◆ EXTRAIT CHOISI ◆

La période écoulée entre le 23 Juin et le 8 juillet a été particulièrement riche en événements qui n’ont pas tous reçu une couverture médiatique identique : Si le referendum du Brexit du 23 juin, a été largement commenté et analysé, il n’en est pas de même du Sommet de l’Organisation de Shangaï (OCS) qui s’est tenu les 23-24 juin 2016 à Tachkent, passé quasiment sous silence, enfin, le sommet de l’OTAN tenu à Varsovie les 8-9 juillet 2016. Mon propos ici est d’analyser brièvement les conséquences de ces trois événements qui tous font évoluer la lecture géopolitique du monde à venir.
Le Brexit a particulièrement marqué les esprits. Pour la première fois, un des membres de l’Union européenne, et non des moindres, le Royaume Uni dont la population était consultée par un référendum consultatif, a décidé par 5I,9% des voix de voter la sortie de l’Union. Ce vote souligne clairement le divorce profond entre le peuple et une technocratie européenne, perçue comme une corporation préoccupée par la conservation de ses propres avantages et manifestant une grande arrogance envers les peuples. Le vote britannique est moins dirigé contre l’Union européenne que contre la corporation des technocrates européens, comme l’ont montré les réactions d’après résultat. En outre, il est intéressant de noter que les leaders du brexit n’ont pas désiré assumé le choix des Britanniques, N. Farage s’est retiré de la politique, le maire de Londres, Boris Johnson s’est retiré laissant la gestion de la sortie à Madame Theresa May, une eurosceptique favorable au maintien ! Enfin, les divers analystes se sont précipités sur les conséquences de ce brexit concernant le PIB de l’Union européenne comme de la Grande Bretagne ! Toutes ces prévisions reposent sur rien comme l’a remarquablement dit Jean-Hervé Lorenzi aux journées du cercle des économistes d’Aix-en Provence ! Madame Th. May est maîtresse du calendrier ; elle n’activera l’article 50 §2 du Traité de l’Union qui officialisera la sortie de l’Union européenne que le moment venu en dépit des demandes répétées de Madame A. Merkel et de F. Hollande ! Wait and see est un dit-on anglais !! Alors attendons !

◆ Éléments du jeu de données ◆
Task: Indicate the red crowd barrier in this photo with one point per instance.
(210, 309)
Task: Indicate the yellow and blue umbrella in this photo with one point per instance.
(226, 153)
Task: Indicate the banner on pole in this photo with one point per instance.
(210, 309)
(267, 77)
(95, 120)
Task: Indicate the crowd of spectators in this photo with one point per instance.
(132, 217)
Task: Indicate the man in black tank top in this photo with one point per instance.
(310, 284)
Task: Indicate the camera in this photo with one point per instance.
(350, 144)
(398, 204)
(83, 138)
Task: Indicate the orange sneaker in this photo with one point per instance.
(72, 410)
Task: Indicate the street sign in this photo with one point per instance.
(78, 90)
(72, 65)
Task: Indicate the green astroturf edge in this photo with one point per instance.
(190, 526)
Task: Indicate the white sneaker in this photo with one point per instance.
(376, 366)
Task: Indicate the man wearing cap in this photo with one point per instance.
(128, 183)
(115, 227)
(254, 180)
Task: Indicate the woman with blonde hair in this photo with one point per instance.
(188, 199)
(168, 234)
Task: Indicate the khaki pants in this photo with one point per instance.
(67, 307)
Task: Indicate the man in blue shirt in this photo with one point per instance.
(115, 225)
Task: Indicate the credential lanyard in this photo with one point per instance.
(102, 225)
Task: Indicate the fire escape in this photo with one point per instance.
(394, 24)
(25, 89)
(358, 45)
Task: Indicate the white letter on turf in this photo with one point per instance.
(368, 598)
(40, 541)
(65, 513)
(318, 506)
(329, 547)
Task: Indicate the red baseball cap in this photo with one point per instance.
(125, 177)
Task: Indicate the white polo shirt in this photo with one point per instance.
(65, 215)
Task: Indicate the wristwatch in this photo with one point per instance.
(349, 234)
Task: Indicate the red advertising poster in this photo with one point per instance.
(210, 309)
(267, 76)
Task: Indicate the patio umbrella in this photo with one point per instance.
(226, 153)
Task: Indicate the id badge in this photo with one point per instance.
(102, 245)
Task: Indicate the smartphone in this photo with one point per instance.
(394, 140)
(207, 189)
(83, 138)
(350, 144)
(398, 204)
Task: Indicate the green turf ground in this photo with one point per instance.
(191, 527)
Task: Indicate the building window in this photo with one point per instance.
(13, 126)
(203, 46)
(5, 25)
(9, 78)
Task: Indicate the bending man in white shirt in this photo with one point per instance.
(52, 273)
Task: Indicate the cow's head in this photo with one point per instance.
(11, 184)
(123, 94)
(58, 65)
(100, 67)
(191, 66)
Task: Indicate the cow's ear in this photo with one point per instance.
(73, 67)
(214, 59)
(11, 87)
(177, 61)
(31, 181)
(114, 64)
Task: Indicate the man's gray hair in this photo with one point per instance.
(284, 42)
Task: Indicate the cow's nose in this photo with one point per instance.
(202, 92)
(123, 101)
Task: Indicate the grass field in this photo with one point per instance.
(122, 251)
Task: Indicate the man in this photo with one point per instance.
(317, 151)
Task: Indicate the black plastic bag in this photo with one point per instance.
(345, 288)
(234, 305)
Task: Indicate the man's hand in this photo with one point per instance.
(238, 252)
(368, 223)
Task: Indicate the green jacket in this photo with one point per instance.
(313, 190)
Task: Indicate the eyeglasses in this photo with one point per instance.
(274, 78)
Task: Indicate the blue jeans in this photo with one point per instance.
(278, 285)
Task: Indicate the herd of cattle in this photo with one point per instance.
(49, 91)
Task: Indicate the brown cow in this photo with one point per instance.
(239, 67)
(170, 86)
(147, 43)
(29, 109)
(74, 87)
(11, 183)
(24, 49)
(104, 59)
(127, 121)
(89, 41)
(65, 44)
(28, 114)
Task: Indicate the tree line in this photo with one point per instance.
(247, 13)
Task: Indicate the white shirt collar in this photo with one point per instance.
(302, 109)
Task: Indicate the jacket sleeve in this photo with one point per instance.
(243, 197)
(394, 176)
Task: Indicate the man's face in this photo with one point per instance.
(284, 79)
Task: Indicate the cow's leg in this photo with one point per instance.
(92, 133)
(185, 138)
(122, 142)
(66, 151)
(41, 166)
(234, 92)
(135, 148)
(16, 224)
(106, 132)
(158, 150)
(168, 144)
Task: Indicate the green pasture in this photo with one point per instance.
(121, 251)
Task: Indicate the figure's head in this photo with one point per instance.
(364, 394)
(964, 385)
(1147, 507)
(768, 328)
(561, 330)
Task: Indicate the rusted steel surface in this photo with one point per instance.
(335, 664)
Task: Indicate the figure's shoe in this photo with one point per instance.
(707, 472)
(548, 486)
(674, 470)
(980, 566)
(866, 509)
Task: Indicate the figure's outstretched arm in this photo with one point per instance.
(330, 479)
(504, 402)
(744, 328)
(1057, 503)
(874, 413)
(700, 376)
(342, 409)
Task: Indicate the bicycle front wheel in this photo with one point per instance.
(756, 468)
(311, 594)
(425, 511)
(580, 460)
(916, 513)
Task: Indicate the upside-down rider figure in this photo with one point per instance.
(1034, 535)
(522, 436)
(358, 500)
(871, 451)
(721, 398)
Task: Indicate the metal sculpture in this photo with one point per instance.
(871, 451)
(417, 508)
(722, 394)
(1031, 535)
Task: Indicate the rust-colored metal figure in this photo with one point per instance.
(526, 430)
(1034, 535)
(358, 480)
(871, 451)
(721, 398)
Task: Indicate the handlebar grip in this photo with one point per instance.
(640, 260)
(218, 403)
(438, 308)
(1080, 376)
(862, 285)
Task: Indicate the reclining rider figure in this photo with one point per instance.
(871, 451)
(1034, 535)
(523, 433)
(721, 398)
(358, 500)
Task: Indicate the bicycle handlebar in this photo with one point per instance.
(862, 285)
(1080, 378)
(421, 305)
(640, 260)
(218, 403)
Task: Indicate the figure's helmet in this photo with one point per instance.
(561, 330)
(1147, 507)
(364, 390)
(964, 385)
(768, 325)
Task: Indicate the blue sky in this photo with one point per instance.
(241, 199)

◆ CONSIGNE ◆
Prolongez l'article sur le Brexit et les sommets de Tachkent et de Varsovie en reprenant juste après sa dernière phrase.

◆ RÉPONSE ◆
Le deuxième événement oublié par notre presse s’est déroulé à Tachkent où étaient réunis les Présidents de la Chine, du Kazakhstan, du Kirghiztan, d’Ouzbékistan, de Russie et du Tadjikistan. Ce sommet a validité le statut de membre à part entière de l’OCS de l’Inde et du Pakistan, tandis qu’ils ont validé le statut de partenaire du dialogue de l’OCS à l’Azerbaïdjan, l’Arménie, le Cambodge et le Népal, ; des négociations sont engagés avec l’ASEAN. A l’opposé de l’UE, l’OCS, selon M. Xi, Président de la Chine, pour la première fois, a initié le processus d’intégration de nouveaux membres et renforcé l’influence internationale de l’Organisation dont les membres permanents et les observateurs représentent environ la moitié de la population mondiale !
Les Etats membres s’engagent à « œuvrer à une transformation profonde de l’économie mondiale à travers des réformes structurelles à grande échelle, une compétitivité diversifiée et accrue des économies et un développement innovant sur le long terme. Dans cette perspective les Etats membres se sont engagés à chercher à coupler leurs stratégies nationales de développement et à renforcer la coopération entre leurs programmes économiques et commerciaux. Ils ont promis aussi de construire ensemble la ceinture économique de la route de la soie qui devrait faciliter la coopération économique régionale. Les Etats membres s’engagent aussi à renforcer le socle de la culture et des échanges humains comme pont pour le développement futur.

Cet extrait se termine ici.